## Selected text
★ ★ ★

EUwarn (proper spelling: EUWARN) – also KATWARN international – is a European warning and information system according to Article 110 EU Directive (EU) 2018/1972.

EUwarn / Katwarn-international is used by the European Commission in Brussels and Luxembourg and by the Austrian Federal Ministry of the Interior to inform affected target groups via smartphone app in dangerous situations (e.g., major fires, power outages, terrorist attacks, or pandemics).

The system is technically based on the KATWARN warning system, which has been in use in Germany since 2011, and is networked through roaming technology.

Functionality

Receiving alerts (multi-channel technology) 
In order to disseminate warnings to internal and external target groups, EUwarn uses digitally networked communication channels (EUwarn app, on-board computers, smarthome, wearables, displays, portals, etc.) – so-called "multi-channel." The EUwarn system is a multi-channel system.

In addition, the system can be used to communicate via different channels in order to best reach target groups (local and area warnings, group and authority warnings, topic and info channels).

Since EUwarn is based on Katwarn technology, which is widely used in Germany, and is roaming-enabled, the Katwarn app can also be used to receive EUwarn alerts.

Issuing Warnings (multi-hazard technology)

★ ★ ★

## Material shown
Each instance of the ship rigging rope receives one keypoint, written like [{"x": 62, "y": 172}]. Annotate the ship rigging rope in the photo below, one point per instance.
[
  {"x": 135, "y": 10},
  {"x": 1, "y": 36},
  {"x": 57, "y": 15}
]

★ ★ ★

## What to produce
Return the EUwarn text verbatim between "In order to disseminate" and "and info channels).", inclusive. The data stands apart from the EUwarn text and is separate material.

## Exercise answer
In order to disseminate warnings to internal and external target groups, EUwarn uses digitally networked communication channels (EUwarn app, on-board computers, smarthome, wearables, displays, portals, etc.) – so-called "multi-channel." The EUwarn system is a multi-channel system.

In addition, the system can be used to communicate via different channels in order to best reach target groups (local and area warnings, group and authority warnings, topic and info channels).